*WHAT TO DO:* Print out every line of the listing below without alteration.

*MATERIAL FOR THE TASK:*

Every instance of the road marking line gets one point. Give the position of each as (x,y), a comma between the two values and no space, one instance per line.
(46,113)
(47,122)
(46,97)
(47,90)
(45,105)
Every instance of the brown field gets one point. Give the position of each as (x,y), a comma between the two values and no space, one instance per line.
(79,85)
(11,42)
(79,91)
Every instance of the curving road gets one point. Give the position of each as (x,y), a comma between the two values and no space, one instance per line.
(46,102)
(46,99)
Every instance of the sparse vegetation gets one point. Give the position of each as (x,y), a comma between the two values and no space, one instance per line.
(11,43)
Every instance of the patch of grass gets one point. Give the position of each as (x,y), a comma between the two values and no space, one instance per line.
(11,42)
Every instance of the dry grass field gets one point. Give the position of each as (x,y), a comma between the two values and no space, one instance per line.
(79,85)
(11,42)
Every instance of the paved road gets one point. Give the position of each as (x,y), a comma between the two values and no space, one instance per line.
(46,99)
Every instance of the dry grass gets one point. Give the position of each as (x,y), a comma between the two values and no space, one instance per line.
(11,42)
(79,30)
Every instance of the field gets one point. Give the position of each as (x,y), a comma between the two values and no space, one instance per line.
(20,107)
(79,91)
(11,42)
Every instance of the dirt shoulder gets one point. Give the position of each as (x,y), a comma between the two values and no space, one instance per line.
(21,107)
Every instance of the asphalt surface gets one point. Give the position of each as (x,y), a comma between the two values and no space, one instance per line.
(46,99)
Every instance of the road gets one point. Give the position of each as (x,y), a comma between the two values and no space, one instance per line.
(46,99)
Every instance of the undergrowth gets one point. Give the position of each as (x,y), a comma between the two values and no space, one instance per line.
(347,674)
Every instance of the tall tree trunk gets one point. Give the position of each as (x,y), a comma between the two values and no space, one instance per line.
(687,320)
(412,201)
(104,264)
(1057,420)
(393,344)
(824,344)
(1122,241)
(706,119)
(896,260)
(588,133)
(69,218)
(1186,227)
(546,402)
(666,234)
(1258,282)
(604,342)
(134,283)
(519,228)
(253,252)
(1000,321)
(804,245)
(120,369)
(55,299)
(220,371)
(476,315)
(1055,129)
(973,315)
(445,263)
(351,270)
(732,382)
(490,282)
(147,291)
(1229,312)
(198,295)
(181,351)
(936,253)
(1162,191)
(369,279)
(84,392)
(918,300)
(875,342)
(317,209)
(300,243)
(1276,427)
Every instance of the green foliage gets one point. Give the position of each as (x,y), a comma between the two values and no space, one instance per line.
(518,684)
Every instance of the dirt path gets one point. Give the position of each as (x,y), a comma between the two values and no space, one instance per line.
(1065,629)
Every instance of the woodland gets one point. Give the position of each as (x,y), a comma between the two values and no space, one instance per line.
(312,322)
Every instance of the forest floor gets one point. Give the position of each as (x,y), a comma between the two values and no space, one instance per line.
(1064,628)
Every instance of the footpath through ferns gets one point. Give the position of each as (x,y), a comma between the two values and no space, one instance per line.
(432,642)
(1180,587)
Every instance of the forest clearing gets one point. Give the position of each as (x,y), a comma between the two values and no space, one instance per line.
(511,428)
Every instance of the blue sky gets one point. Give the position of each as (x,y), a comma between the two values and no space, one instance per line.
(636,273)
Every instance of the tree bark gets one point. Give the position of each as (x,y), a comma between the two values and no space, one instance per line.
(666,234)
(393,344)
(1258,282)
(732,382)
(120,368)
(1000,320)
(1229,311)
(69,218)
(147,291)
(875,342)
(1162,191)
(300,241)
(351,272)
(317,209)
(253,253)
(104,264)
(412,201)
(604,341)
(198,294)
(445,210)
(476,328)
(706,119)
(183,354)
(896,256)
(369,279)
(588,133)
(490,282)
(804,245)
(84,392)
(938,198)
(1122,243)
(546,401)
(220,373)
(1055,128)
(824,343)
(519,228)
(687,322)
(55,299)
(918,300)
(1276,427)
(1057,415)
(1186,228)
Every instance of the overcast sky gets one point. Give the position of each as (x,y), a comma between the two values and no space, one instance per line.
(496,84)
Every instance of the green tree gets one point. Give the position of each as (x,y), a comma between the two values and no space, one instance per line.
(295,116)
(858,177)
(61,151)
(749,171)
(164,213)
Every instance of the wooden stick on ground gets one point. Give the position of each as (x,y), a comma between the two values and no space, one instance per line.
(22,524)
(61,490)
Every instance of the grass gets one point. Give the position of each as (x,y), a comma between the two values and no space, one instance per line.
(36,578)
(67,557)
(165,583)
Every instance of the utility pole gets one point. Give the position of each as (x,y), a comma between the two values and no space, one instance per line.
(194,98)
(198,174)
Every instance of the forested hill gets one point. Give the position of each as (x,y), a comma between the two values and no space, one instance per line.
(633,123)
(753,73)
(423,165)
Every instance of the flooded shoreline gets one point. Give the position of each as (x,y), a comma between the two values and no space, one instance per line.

*WRITTEN ANSWER:*
Every instance of the road marking line gets one point. Give the position of each as (x,y), a comma between the two values and no space, one instance per line.
(46,113)
(47,122)
(46,97)
(47,90)
(45,105)
Every instance of the brown field gets one point. Give the position of each as (x,y), a comma between the two values and no space, one instance per line.
(79,85)
(11,42)
(79,91)
Every instance of the curving road gets one point. Give the position of each as (x,y), a comma between the two values and no space, one instance per line.
(46,102)
(46,99)
Every instance of the sparse vegetation gets one point. Give the position of each as (x,y), a comma between the two values and no space, one instance per line.
(11,43)
Every instance of the patch of grass gets one point. Give the position of each as (x,y), a comma between the two values and no space, one instance per line.
(11,42)
Every instance of the dry grass field gets one point. Give the position of each as (x,y), a comma between the two values and no space, one instance per line.
(79,85)
(11,42)
Every instance of the paved road gets one point. Give the position of each as (x,y), a comma between the two values and no space, one instance per line.
(46,99)
Every instance of the dry grass gets one point. Give the position of each as (x,y), a comma between the two values and no space, one instance per line.
(11,42)
(79,30)
Every instance of the field gets one point. Give the position of each as (x,y), a comma between the two values and no space, one instance per line.
(20,107)
(79,91)
(11,42)
Every instance of the dirt shoulder gets one point. Give the position of each as (x,y), a comma between the two values and no space, one instance per line.
(21,107)
Every instance of the asphalt surface gets one point. Give the position of each as (x,y), a comma between the two values and no space, one instance per line.
(46,99)
Every instance of the road gets one point. Give the position of each as (x,y), a comma between the two values and no space, one instance per line.
(46,99)
Every instance of the undergrowth gets one point. Give the position of each as (x,y), a comma between the two values and no space, one instance per line.
(347,674)
Every instance of the tall tree trunk gets one point. Give the position of each as (x,y), a comma between the two values and no space, one instance per line.
(687,320)
(412,201)
(104,264)
(1057,420)
(393,344)
(824,344)
(1122,241)
(706,119)
(896,260)
(588,133)
(69,218)
(1186,227)
(546,402)
(666,234)
(1258,282)
(604,342)
(134,283)
(519,228)
(253,252)
(1000,321)
(804,245)
(120,369)
(55,299)
(220,371)
(476,315)
(1055,129)
(973,315)
(445,263)
(351,270)
(732,382)
(490,282)
(147,291)
(1229,312)
(198,295)
(181,351)
(936,253)
(1162,191)
(369,279)
(84,392)
(918,300)
(875,342)
(317,209)
(300,243)
(1276,427)
Every instance of the green foliage gets one point. Give the position of each as (x,y), a comma between the two values and no space, one instance per line.
(518,684)
Every instance of the dirt path gets one point. Give the position of each as (x,y), a comma between the two values and no space, one instance per line.
(1065,629)
Every instance of the woodland gets one point. Give the position of each as (x,y), a comma between the two values and no space, one instance per line.
(312,322)
Every instance of the forest floor gets one point. Give the position of each as (x,y), a comma between the two values and no space, one instance per line.
(1064,628)
Every instance of the footpath through ferns gets one point. Give the position of each as (x,y), a comma between the two values and no space, one instance per line.
(432,642)
(1180,587)
Every instance of the forest clearing gets one point. Give the position of each as (x,y), a comma between the two values and no space, one instance per line.
(511,428)
Every instance of the blue sky gets one point. Give the position of each as (x,y), a comma between the two values and no space, one instance per line.
(636,273)
Every instance of the tree bark gets one point. Give the position of each as (x,y), a comma between the two values and no space, one instance per line.
(666,234)
(393,344)
(1258,282)
(732,382)
(120,368)
(1000,320)
(1229,311)
(69,218)
(147,291)
(875,342)
(1162,191)
(300,241)
(351,272)
(317,209)
(253,253)
(104,264)
(412,201)
(604,341)
(198,294)
(445,210)
(476,328)
(706,119)
(183,354)
(896,256)
(369,279)
(588,133)
(490,282)
(804,245)
(84,392)
(938,198)
(1122,243)
(546,401)
(220,373)
(1055,128)
(824,343)
(519,228)
(687,322)
(55,299)
(918,300)
(1276,427)
(1057,415)
(1186,228)
Every instance of the overcast sky gets one point. Give the position of each as (x,y), a comma between the two values and no space, one instance per line.
(496,84)
Every instance of the green tree gets one point. Give the position of each as (x,y), a comma between the two values and no space, one instance per line.
(295,116)
(858,177)
(61,151)
(749,171)
(164,213)
Every instance of the wooden stick on ground gets one point. Give the position of each as (x,y), a comma between the two values and no space, one instance per line.
(22,524)
(61,490)
Every instance of the grass gets one point. Give the position of each as (x,y), a comma between the two values and no space, one instance per line.
(36,578)
(67,557)
(165,583)
Every instance of the utility pole gets one point. Give the position of each as (x,y), a comma between the two values and no space, one instance per line.
(194,98)
(198,174)
Every instance of the forested hill gets one point. Give the position of each as (x,y), a comma between the two values and no space, one instance per line.
(633,123)
(753,73)
(423,165)
Every instance of the flooded shoreline gets one point. Give the position of each as (x,y), a comma between the two values and no space, one instance per line.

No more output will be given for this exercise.